» Set exercise:
Repeat every record exactly, but keep images out of the copy.
+ + +
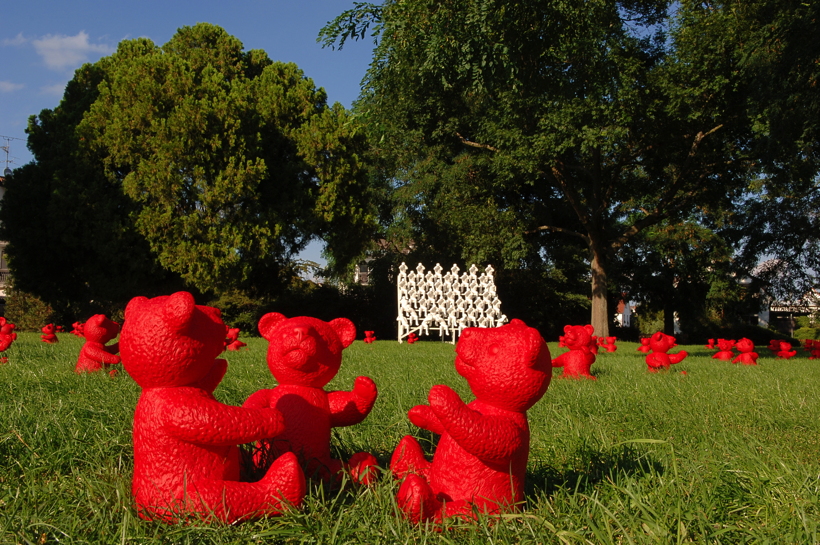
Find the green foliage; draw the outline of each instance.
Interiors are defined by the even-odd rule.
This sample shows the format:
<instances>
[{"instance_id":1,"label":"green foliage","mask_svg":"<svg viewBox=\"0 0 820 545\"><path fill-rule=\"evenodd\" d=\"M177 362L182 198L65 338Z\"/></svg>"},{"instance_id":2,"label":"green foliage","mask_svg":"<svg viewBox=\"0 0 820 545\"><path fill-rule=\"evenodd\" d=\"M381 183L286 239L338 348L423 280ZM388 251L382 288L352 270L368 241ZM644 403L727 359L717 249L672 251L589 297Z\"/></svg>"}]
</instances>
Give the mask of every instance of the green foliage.
<instances>
[{"instance_id":1,"label":"green foliage","mask_svg":"<svg viewBox=\"0 0 820 545\"><path fill-rule=\"evenodd\" d=\"M0 541L8 543L814 543L820 539L820 367L800 355L716 363L702 346L673 372L646 372L633 343L602 354L597 381L553 380L529 411L526 504L501 520L440 533L401 519L397 483L311 487L305 507L233 526L140 520L131 501L131 422L139 388L121 372L73 372L81 339L23 334L0 366ZM266 343L229 352L215 396L238 405L274 382ZM563 349L549 343L554 355ZM383 466L433 384L465 399L452 346L355 342L329 389L379 386L373 413L337 428L335 456L373 452ZM686 371L682 375L680 371ZM25 400L21 403L20 400ZM693 415L696 415L693 417Z\"/></svg>"},{"instance_id":2,"label":"green foliage","mask_svg":"<svg viewBox=\"0 0 820 545\"><path fill-rule=\"evenodd\" d=\"M6 293L4 317L13 323L17 331L40 331L54 322L54 309L36 295L11 288Z\"/></svg>"}]
</instances>

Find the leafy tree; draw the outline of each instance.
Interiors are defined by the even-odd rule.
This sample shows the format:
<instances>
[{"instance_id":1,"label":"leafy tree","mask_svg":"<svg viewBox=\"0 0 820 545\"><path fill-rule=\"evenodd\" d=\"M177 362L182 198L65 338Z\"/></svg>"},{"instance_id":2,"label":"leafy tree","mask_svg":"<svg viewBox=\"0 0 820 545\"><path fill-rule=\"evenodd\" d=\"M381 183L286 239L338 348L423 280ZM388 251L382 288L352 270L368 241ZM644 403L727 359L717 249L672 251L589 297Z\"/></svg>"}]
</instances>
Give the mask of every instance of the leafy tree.
<instances>
[{"instance_id":1,"label":"leafy tree","mask_svg":"<svg viewBox=\"0 0 820 545\"><path fill-rule=\"evenodd\" d=\"M36 294L60 319L110 314L136 293L180 285L154 264L133 203L76 132L108 67L108 59L83 66L56 108L29 119L35 160L6 179L0 207L15 293Z\"/></svg>"},{"instance_id":2,"label":"leafy tree","mask_svg":"<svg viewBox=\"0 0 820 545\"><path fill-rule=\"evenodd\" d=\"M342 263L358 253L364 139L294 64L207 24L113 57L81 129L164 268L204 291L264 291L313 236Z\"/></svg>"},{"instance_id":3,"label":"leafy tree","mask_svg":"<svg viewBox=\"0 0 820 545\"><path fill-rule=\"evenodd\" d=\"M494 252L508 267L574 237L589 251L592 323L605 334L624 245L747 194L772 133L756 93L769 68L788 70L763 55L779 47L763 29L791 9L777 32L796 44L816 10L797 4L386 0L357 3L320 39L341 47L380 32L357 110L389 158L399 222L452 233L460 216L478 233L463 257ZM789 73L808 100L808 76ZM772 158L793 166L794 139L769 139Z\"/></svg>"}]
</instances>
+ + +
» Finished exercise:
Find the green foliage; draw the outline of each instance.
Interiors are defined by the even-odd rule.
This sample shows the format:
<instances>
[{"instance_id":1,"label":"green foliage","mask_svg":"<svg viewBox=\"0 0 820 545\"><path fill-rule=\"evenodd\" d=\"M177 362L182 198L65 338Z\"/></svg>"},{"instance_id":2,"label":"green foliage","mask_svg":"<svg viewBox=\"0 0 820 545\"><path fill-rule=\"evenodd\" d=\"M381 183L286 239L338 348L423 280ZM388 251L382 288L352 270L368 241ZM644 403L727 359L717 249L672 251L589 297Z\"/></svg>"}]
</instances>
Give the mask of every instance of the green foliage.
<instances>
[{"instance_id":1,"label":"green foliage","mask_svg":"<svg viewBox=\"0 0 820 545\"><path fill-rule=\"evenodd\" d=\"M0 541L8 543L814 543L820 539L820 367L800 355L716 363L702 346L673 372L646 372L633 343L602 354L597 381L553 380L529 411L526 504L501 520L440 533L401 519L397 483L311 487L305 507L233 526L140 520L131 501L131 422L139 388L121 372L73 372L81 339L23 334L0 366ZM266 343L229 352L215 396L238 405L274 382ZM563 349L549 343L554 355ZM383 466L433 384L465 399L452 346L355 342L329 389L379 386L373 413L337 428L335 456L373 452ZM686 371L682 375L680 371ZM25 400L21 403L20 400ZM693 415L696 415L693 417Z\"/></svg>"},{"instance_id":2,"label":"green foliage","mask_svg":"<svg viewBox=\"0 0 820 545\"><path fill-rule=\"evenodd\" d=\"M6 293L4 317L13 323L17 331L40 331L54 322L54 309L36 295L11 288Z\"/></svg>"}]
</instances>

Find the leafy tree; draw the outline of each instance.
Interiors are defined by the even-odd rule.
This sample shows the format:
<instances>
[{"instance_id":1,"label":"leafy tree","mask_svg":"<svg viewBox=\"0 0 820 545\"><path fill-rule=\"evenodd\" d=\"M177 362L182 198L65 338Z\"/></svg>"},{"instance_id":2,"label":"leafy tree","mask_svg":"<svg viewBox=\"0 0 820 545\"><path fill-rule=\"evenodd\" d=\"M381 183L286 239L338 348L423 280ZM388 251L382 288L352 270L368 241ZM644 403L727 359L717 249L672 251L589 297Z\"/></svg>"}]
</instances>
Give the mask of every instance of the leafy tree.
<instances>
[{"instance_id":1,"label":"leafy tree","mask_svg":"<svg viewBox=\"0 0 820 545\"><path fill-rule=\"evenodd\" d=\"M36 294L60 319L110 314L136 293L180 285L154 264L133 203L76 132L108 67L108 59L83 66L56 108L29 119L35 160L6 179L0 207L15 293Z\"/></svg>"},{"instance_id":2,"label":"leafy tree","mask_svg":"<svg viewBox=\"0 0 820 545\"><path fill-rule=\"evenodd\" d=\"M342 263L358 253L364 139L294 64L207 24L113 57L81 129L164 268L204 291L264 291L313 236Z\"/></svg>"},{"instance_id":3,"label":"leafy tree","mask_svg":"<svg viewBox=\"0 0 820 545\"><path fill-rule=\"evenodd\" d=\"M494 252L508 267L574 237L589 251L592 323L605 334L624 245L747 194L772 133L756 93L769 68L788 70L763 55L779 47L763 29L791 9L777 32L796 44L816 10L797 4L386 0L357 3L320 39L341 47L380 32L357 110L389 158L399 222L452 233L460 216L478 233L463 257ZM789 73L808 100L808 76ZM772 158L793 166L794 139L769 139Z\"/></svg>"}]
</instances>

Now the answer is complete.